[[ Document segment open ]]
‘Rose Girl’ Returns to Niños Incapacitados Clinic After Ardous Cancer Treatment
- Aug 30, 2025
- 3 min read
Updated: Sep 2, 2025

Imagine enduring 12 weeks of chemotherapy treatments.
Imagine afterward enduring daily radiation treatments for 12 straight days – after surgeons removed one of your kidneys because the tumor wouldn’t let it go.
Imagine chemotherapy treatments continuing after surgery and radiation, two per month, for seven months – 14 treatments total.
Imagine you’re just a little 3-year-old girl. Imagine you’re her parents.
Melissa and Eusebio are her parents. They were told in April 2024 that their little girl, who developed an inflamed, swollen belly and was losing weight, had Stage 4 kidney cancer.
“We were devastated,” Eusebio recalled quietly, in Spanish.
“They said it was phase 4 – terminal.” Melissa remembered. “Her lungs were showing some dark spots, and the vena cava (a vein which brings oxygen-depleted blood back to the heart) seemed to be infected, too.” Graciela Ducet of Niños Incapacitados translated their Spanish.
This all added up to high, unaffordable medical costs. The parents started by holding a neighborhood fundraiser – where an aunt told them Niños Incapacitatos helped pay for her own child’s medical bills.
The aunt approached Ducet, a Niños Incapacitados manager who helps run the charity’s Jocotepec clinic – and who quickly said the organization would be glad to help.
[[ Document segment closed ]]
Activities
1. From the article about the girl's cancer treatment, print the passage starting at "Imagine afterward enduring" and ending at "translated their Spanish.".
2. Translate this sentence from the article about the girl's cancer treatment into Spanish: "Melissa and Eusebio are her parents."
[[ Data extracts open ]]
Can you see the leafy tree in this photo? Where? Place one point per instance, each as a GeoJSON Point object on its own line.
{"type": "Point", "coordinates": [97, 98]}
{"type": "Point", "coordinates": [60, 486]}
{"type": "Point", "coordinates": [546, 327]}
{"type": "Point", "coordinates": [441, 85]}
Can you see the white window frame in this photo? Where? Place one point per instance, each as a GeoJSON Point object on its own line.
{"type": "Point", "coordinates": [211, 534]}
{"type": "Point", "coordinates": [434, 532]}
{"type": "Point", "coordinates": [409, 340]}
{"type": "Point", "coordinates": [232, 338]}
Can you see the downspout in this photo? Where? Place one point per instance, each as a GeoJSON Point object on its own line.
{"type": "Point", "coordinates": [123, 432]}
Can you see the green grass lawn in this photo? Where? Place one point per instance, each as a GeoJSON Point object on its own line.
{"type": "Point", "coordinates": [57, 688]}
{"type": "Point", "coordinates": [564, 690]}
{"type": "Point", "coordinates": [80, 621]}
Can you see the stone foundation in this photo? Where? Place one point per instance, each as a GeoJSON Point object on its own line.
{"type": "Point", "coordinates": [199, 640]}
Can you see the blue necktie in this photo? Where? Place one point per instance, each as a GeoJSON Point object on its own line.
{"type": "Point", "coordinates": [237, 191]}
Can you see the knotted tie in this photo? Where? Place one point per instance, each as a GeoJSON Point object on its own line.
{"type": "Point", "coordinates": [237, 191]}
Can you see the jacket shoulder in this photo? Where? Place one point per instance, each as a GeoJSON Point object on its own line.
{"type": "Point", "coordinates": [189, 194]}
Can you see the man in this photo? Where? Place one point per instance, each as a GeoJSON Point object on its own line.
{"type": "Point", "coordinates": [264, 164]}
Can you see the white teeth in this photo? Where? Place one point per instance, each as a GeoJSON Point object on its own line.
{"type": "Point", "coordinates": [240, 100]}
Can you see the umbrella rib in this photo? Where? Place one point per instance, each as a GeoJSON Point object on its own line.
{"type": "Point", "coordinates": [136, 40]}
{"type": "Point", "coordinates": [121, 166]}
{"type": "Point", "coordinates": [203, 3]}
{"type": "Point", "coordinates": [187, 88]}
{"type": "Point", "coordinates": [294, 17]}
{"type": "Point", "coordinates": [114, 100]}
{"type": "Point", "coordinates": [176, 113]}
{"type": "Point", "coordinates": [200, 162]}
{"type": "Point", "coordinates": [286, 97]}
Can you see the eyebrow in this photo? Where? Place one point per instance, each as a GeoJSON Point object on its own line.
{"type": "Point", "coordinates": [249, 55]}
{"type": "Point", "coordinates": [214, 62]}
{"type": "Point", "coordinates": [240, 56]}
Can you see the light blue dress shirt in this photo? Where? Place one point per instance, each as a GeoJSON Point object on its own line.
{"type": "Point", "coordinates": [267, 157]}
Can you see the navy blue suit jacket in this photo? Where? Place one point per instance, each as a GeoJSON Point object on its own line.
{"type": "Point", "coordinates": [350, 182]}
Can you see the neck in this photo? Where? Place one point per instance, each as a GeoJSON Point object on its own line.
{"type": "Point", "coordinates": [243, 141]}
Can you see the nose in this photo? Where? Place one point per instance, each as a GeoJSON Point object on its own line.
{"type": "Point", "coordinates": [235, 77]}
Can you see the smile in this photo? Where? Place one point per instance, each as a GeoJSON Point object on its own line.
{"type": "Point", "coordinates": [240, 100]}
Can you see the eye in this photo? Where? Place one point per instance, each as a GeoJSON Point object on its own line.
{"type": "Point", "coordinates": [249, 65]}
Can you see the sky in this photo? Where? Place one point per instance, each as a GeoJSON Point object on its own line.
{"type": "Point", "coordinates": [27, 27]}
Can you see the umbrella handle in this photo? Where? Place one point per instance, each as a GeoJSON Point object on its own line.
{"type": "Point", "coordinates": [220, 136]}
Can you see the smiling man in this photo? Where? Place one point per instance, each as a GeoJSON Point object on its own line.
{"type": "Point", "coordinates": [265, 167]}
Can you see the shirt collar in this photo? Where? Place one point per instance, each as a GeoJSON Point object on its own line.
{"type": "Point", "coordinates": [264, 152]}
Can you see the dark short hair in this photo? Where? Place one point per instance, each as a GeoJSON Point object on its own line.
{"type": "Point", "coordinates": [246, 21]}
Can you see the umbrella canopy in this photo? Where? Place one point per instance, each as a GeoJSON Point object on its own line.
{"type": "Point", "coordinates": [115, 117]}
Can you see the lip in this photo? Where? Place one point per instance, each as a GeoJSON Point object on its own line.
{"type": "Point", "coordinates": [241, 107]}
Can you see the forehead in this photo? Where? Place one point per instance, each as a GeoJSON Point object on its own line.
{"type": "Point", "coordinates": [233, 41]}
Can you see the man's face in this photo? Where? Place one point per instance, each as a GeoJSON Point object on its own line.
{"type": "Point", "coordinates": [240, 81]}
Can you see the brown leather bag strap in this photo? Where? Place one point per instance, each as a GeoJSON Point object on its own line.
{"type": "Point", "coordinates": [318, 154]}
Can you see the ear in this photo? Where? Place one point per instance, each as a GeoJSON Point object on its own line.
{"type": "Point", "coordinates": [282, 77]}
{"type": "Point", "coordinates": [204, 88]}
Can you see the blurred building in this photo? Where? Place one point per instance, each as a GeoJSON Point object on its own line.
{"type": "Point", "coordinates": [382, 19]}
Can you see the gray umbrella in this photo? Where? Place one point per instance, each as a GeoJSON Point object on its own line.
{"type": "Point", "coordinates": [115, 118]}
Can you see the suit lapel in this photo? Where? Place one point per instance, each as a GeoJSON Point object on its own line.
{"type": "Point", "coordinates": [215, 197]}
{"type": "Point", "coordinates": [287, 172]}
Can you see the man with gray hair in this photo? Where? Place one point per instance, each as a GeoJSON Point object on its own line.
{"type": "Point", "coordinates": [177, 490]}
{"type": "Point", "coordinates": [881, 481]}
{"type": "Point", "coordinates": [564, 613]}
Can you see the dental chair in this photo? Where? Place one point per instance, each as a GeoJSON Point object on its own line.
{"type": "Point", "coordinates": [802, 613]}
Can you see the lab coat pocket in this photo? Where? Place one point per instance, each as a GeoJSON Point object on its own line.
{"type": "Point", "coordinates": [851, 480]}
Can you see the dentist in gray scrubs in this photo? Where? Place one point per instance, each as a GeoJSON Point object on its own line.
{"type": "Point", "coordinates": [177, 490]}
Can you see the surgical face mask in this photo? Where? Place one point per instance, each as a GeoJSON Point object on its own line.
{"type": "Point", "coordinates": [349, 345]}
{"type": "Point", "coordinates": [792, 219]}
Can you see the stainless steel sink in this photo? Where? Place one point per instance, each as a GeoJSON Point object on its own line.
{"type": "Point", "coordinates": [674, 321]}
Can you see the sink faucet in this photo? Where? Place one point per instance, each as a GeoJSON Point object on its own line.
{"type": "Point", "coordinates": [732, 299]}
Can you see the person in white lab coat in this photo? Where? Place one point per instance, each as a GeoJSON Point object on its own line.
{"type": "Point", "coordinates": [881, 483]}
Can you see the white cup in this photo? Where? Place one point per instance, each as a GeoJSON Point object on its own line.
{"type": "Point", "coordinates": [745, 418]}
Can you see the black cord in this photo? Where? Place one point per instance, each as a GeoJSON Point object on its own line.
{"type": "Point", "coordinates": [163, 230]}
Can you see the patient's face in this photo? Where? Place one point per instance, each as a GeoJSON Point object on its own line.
[[ Data extracts closed ]]
Responses to the exercise
1.
Imagine afterward enduring daily radiation treatments for 12 straight days – after surgeons removed one of your kidneys because the tumor wouldn’t let it go.
Imagine chemotherapy treatments continuing after surgery and radiation, two per month, for seven months – 14 treatments total.
Imagine you’re just a little 3-year-old girl. Imagine you’re her parents.
Melissa and Eusebio are her parents. They were told in April 2024 that their little girl, who developed an inflamed, swollen belly and was losing weight, had Stage 4 kidney cancer.
“We were devastated,” Eusebio recalled quietly, in Spanish.
“They said it was phase 4 – terminal.” Melissa remembered. “Her lungs were showing some dark spots, and the vena cava (a vein which brings oxygen-depleted blood back to the heart) seemed to be infected, too.” Graciela Ducet of Niños Incapacitados translated their Spanish.

2. Melissa y Eusebio son sus padres.